_TASK TO CARRY OUT_.
In the listing below, find each line with the string "order" and report it.

[[ EXERCISE MATERIALS open ]]

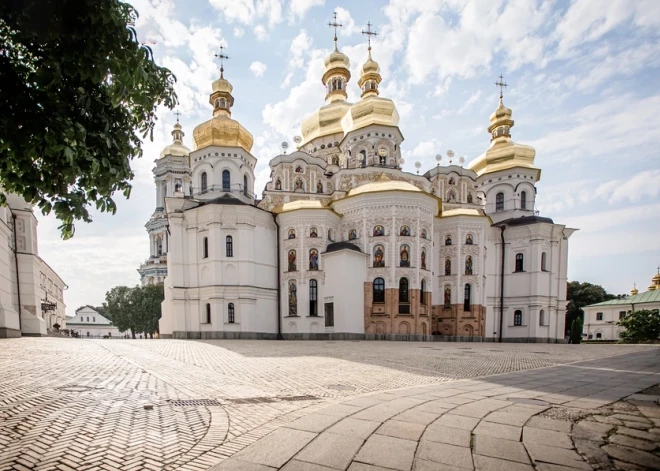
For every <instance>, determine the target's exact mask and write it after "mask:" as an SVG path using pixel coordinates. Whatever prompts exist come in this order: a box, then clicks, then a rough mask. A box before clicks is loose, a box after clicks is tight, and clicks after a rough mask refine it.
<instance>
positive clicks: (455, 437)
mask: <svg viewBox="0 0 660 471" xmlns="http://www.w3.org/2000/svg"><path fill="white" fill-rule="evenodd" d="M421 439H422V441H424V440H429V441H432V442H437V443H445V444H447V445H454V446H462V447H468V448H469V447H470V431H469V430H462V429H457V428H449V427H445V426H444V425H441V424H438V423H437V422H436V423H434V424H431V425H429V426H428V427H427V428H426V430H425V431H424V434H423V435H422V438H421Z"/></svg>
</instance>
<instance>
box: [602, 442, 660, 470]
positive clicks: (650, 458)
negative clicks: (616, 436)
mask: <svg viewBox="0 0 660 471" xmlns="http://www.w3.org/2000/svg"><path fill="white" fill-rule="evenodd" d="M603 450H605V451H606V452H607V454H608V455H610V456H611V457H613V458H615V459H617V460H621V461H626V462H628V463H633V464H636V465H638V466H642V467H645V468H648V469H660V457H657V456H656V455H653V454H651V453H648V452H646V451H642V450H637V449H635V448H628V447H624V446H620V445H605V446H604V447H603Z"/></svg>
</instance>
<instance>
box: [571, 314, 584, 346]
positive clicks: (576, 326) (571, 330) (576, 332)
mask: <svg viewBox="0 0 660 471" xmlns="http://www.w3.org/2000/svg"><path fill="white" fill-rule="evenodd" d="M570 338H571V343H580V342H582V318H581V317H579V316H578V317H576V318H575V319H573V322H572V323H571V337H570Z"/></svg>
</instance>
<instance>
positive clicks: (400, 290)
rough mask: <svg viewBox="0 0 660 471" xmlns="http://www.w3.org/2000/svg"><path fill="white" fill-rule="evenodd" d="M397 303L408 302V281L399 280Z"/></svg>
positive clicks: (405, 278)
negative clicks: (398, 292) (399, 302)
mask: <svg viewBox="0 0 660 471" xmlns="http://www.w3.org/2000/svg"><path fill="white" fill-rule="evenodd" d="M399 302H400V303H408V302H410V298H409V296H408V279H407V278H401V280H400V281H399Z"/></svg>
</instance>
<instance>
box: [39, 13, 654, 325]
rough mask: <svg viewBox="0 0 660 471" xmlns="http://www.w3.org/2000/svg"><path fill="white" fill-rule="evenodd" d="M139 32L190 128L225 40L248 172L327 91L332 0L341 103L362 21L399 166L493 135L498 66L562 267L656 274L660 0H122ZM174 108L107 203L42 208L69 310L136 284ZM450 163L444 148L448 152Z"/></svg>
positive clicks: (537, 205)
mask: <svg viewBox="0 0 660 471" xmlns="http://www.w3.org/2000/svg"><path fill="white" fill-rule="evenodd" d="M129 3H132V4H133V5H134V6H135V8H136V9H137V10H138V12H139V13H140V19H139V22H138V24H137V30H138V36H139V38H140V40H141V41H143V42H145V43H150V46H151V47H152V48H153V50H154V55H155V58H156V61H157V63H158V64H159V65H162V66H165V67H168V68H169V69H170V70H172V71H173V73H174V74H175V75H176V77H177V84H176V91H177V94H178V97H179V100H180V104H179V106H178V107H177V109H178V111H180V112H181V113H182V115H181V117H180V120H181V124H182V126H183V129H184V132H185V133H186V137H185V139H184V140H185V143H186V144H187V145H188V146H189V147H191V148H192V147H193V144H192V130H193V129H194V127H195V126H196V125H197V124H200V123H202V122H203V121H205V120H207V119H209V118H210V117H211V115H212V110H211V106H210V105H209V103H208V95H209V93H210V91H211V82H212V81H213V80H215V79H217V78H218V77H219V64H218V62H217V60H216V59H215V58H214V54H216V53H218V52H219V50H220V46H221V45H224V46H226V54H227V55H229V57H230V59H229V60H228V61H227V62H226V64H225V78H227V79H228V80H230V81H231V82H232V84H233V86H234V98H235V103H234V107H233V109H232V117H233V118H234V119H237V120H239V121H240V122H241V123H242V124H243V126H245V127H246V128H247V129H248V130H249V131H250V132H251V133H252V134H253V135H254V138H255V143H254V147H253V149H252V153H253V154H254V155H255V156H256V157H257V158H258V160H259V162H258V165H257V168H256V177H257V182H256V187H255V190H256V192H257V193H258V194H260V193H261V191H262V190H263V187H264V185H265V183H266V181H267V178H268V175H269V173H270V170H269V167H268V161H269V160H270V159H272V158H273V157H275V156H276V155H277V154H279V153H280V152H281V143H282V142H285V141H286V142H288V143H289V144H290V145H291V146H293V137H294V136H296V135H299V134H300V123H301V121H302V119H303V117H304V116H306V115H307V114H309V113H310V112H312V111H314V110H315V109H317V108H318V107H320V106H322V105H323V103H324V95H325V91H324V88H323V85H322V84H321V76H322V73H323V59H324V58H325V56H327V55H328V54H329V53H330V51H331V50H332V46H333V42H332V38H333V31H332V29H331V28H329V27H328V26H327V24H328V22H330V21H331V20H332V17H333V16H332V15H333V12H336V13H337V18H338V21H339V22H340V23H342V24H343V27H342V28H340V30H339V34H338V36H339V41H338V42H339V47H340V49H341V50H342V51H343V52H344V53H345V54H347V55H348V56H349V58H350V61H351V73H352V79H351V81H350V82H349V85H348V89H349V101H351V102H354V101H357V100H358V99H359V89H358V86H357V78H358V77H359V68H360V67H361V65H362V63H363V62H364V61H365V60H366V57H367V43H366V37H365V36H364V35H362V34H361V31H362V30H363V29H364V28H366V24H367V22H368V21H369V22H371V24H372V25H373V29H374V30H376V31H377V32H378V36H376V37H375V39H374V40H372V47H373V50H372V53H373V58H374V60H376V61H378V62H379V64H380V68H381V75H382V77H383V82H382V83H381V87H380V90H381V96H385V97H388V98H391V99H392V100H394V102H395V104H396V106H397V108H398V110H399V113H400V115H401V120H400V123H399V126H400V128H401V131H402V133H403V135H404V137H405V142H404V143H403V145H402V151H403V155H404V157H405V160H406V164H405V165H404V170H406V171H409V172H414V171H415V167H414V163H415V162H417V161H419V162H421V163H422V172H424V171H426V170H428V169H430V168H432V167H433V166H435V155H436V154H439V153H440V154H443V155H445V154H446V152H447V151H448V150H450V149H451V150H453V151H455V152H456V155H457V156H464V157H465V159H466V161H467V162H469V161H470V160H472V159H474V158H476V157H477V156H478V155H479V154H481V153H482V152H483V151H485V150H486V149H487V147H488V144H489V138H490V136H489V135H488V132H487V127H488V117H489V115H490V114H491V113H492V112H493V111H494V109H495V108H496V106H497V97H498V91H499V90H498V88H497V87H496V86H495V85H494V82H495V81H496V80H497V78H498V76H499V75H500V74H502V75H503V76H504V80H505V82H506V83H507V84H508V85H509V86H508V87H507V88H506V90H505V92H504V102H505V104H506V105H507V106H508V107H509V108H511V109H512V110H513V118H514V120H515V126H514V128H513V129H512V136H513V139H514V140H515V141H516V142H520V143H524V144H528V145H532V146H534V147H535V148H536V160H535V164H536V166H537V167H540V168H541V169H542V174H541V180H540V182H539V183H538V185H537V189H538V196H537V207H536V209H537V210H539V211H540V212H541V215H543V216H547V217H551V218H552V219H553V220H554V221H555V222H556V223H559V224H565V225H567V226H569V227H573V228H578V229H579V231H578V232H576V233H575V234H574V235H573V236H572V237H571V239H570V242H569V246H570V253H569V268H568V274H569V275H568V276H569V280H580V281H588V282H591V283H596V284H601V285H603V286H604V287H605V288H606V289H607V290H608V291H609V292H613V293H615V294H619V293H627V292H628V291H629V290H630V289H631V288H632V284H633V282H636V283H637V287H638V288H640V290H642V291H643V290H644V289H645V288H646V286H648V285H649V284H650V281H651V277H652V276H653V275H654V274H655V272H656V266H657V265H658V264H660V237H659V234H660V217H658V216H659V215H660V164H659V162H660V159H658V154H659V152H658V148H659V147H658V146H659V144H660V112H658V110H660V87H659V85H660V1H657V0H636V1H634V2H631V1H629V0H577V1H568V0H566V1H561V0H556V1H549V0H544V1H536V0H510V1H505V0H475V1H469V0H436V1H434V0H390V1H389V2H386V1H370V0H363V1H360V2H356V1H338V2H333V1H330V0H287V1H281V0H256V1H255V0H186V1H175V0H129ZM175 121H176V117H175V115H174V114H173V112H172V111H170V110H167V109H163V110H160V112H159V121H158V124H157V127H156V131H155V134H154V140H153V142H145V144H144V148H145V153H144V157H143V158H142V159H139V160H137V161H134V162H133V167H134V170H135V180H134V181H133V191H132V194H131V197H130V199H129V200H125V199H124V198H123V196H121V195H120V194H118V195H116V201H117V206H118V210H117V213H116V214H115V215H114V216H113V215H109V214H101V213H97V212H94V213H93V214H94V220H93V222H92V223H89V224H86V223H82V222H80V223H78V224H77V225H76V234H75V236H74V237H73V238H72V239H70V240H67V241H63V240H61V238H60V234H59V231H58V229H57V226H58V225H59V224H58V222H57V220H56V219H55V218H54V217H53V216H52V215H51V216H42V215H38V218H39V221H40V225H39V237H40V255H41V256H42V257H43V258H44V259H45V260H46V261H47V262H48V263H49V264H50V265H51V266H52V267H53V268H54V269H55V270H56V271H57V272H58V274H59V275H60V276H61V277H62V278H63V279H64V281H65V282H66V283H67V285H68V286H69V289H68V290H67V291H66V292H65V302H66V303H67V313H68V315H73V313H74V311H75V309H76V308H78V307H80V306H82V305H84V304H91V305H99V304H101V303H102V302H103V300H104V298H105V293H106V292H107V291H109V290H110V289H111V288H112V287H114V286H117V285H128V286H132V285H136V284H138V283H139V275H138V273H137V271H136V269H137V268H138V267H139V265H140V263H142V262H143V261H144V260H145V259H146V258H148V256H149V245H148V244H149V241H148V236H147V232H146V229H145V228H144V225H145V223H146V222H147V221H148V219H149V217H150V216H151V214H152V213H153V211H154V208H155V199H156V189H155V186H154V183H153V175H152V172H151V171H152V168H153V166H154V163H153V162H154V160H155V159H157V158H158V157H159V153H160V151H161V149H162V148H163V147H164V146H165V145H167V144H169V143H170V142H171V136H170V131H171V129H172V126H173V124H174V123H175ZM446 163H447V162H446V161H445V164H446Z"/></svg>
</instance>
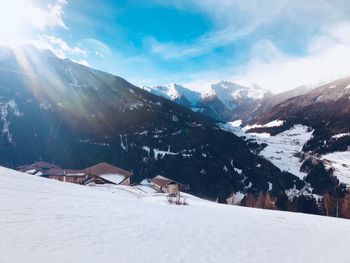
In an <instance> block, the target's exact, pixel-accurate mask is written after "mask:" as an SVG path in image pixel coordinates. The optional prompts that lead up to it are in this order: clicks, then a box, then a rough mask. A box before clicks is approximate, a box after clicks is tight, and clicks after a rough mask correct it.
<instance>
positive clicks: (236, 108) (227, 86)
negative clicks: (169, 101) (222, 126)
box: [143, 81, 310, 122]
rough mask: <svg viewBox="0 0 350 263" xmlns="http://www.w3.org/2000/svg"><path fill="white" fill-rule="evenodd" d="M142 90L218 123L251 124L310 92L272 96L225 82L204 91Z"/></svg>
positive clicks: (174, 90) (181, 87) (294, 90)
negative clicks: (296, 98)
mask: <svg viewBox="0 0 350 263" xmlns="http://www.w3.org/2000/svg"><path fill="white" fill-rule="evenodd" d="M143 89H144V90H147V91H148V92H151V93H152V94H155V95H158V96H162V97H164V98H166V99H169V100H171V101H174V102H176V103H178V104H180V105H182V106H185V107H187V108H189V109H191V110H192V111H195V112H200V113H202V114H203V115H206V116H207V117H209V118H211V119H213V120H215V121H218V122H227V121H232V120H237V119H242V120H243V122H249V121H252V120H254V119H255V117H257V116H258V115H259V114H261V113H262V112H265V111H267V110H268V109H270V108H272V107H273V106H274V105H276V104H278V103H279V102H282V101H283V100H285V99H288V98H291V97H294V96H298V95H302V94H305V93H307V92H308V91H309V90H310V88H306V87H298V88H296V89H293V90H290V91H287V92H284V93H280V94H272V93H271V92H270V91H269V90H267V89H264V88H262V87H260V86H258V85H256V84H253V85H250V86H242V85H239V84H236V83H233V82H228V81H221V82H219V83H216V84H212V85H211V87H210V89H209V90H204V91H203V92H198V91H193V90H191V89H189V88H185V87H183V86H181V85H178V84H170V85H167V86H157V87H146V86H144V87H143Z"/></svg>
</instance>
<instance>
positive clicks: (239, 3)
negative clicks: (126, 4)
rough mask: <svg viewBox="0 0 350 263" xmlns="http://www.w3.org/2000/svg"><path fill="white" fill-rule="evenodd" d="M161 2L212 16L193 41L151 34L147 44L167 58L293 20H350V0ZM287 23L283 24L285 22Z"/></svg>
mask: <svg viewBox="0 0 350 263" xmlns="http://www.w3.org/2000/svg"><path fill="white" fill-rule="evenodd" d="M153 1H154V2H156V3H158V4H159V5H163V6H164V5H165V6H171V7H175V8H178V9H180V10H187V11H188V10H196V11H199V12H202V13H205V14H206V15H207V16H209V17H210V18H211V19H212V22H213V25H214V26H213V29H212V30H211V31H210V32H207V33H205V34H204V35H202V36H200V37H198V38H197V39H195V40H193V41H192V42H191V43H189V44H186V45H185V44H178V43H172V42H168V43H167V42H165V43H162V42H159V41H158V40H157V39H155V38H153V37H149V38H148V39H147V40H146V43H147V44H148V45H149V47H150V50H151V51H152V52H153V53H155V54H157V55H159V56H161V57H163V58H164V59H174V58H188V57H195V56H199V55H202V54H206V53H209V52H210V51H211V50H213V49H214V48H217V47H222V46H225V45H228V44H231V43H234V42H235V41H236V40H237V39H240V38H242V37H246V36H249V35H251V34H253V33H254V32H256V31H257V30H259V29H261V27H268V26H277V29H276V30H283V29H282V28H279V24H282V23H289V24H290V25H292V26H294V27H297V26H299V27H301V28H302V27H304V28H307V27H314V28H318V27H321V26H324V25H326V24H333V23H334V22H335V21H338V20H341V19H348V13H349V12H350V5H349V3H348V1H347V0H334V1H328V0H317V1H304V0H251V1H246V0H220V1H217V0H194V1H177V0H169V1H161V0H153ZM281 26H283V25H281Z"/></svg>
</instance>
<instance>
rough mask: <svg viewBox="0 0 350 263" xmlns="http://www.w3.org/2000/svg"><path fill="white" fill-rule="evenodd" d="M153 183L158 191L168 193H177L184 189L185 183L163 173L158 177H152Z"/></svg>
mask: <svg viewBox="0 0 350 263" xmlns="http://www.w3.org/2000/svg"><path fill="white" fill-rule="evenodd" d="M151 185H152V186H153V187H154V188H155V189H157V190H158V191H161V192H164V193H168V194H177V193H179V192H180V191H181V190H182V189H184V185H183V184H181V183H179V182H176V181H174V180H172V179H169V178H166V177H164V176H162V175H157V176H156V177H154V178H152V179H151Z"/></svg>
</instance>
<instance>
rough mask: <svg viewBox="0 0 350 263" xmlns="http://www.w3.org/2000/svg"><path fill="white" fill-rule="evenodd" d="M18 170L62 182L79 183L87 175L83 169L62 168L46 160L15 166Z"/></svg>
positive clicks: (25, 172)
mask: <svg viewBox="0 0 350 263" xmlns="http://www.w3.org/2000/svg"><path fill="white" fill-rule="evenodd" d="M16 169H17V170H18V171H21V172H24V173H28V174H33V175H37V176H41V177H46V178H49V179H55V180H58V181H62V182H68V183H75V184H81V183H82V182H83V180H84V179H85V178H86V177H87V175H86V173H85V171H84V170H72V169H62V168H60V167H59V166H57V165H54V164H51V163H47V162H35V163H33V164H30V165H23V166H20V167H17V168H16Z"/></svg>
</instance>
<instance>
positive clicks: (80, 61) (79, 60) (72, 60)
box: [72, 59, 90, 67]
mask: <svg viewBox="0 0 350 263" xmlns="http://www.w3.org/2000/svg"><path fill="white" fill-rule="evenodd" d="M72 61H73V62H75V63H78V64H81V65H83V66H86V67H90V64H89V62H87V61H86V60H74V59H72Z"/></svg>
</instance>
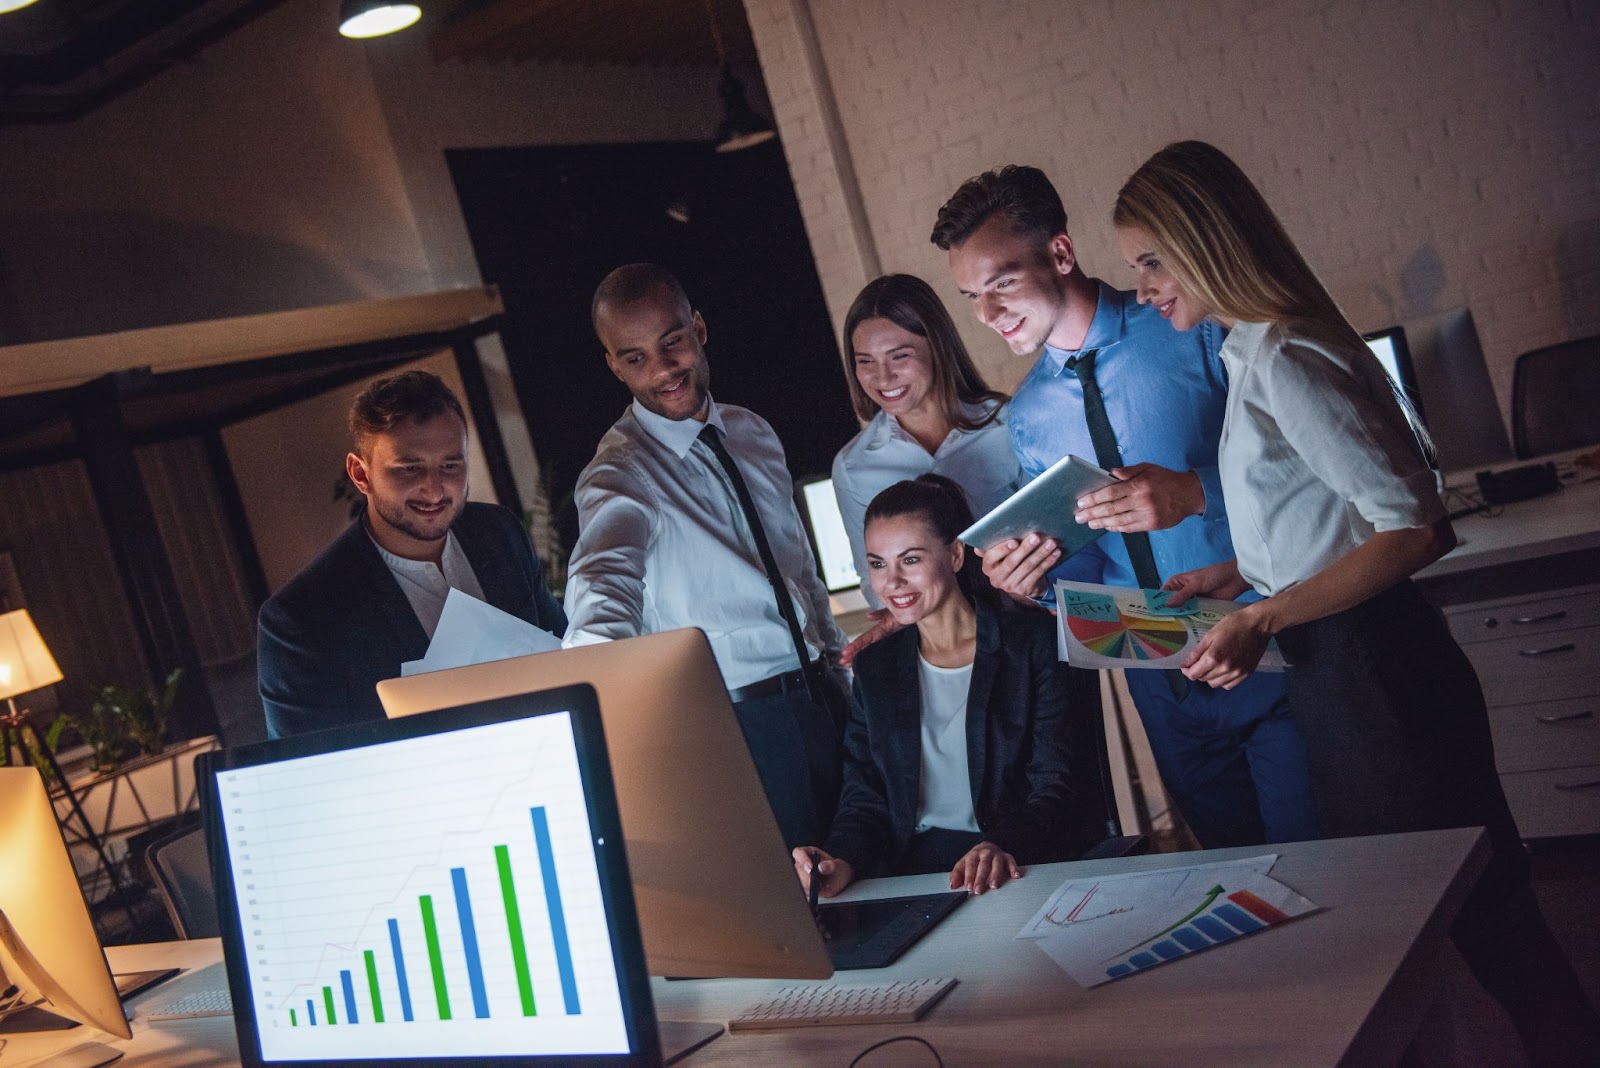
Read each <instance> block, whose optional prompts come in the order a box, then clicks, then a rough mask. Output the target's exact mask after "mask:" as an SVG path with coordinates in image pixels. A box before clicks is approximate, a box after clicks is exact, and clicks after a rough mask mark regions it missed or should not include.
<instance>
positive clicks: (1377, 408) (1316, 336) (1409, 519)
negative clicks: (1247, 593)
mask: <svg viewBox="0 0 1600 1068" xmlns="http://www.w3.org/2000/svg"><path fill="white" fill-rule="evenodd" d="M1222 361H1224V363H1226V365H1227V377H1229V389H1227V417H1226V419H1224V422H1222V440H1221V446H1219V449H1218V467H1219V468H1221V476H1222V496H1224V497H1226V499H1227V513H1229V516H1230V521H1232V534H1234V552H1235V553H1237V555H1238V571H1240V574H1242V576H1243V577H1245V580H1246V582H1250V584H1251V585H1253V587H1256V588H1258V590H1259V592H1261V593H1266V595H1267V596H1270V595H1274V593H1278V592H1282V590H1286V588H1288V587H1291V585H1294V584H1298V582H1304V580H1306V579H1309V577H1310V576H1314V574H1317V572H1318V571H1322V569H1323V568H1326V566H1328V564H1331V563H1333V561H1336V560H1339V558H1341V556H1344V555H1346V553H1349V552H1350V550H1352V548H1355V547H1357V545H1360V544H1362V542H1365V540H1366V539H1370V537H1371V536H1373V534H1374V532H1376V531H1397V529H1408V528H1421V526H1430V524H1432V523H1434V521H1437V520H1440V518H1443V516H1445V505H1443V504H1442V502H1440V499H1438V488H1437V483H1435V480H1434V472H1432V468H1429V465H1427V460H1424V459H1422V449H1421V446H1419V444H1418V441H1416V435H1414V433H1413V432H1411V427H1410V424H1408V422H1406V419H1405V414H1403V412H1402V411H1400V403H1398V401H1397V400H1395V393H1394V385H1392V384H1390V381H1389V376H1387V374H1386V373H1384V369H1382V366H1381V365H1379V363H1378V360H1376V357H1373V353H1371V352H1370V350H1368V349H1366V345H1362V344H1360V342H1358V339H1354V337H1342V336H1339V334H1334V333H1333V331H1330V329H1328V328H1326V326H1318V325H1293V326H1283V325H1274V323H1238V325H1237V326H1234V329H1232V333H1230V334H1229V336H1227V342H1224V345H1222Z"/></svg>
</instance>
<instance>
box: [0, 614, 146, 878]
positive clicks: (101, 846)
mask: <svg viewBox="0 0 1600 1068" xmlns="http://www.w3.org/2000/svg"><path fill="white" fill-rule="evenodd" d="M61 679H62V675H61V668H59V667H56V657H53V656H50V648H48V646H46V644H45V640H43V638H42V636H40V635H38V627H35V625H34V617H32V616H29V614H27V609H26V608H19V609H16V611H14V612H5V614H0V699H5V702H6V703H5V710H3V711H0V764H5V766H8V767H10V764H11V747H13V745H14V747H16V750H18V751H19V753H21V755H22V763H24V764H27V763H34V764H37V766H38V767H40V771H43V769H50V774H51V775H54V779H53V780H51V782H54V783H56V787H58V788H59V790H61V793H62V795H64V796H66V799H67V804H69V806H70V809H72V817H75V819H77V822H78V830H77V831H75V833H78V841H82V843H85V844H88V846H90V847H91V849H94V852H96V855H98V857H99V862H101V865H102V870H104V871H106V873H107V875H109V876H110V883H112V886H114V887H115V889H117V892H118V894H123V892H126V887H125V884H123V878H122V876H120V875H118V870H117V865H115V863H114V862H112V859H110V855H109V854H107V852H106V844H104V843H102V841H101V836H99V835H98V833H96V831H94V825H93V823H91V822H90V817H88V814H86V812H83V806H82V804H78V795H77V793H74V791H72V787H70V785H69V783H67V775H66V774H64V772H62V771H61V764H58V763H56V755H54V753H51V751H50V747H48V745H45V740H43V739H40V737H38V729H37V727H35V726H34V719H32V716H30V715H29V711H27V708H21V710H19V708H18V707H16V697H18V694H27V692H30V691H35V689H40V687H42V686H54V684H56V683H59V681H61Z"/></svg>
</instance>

[[ EXERCISE MATERIALS closed ]]

_RESULT OF THIS TASK_.
For every <instance>, determine the target's exact mask and write it after "mask:" as an SVG path using pixel coordinates. Whatever prompts exist come in this order: a box, then clicks, then a rough mask. A box before clicks is loose, a box after clicks is tight, and clicks after a rough mask refine it.
In an <instance> block, the target's exact, pixel-accurate mask is written after "mask:" as an SVG path in image pixel coordinates. The optional prompts that lead up to it are in this order: clicks, then a box, then a rough mask. A box before clicks is approximate, a box after clicks is tight, and clicks after a rough mask correct it.
Read each <instance> block, whose optional prompts come in the order a box, then clicks, then a rough mask. Output the target's exact mask after "mask:" as an SVG path with coordinates in image pixels. A box before clicks is approximate, a box after clicks is exact, and clicks after a rough mask mark regions it missed or should not include.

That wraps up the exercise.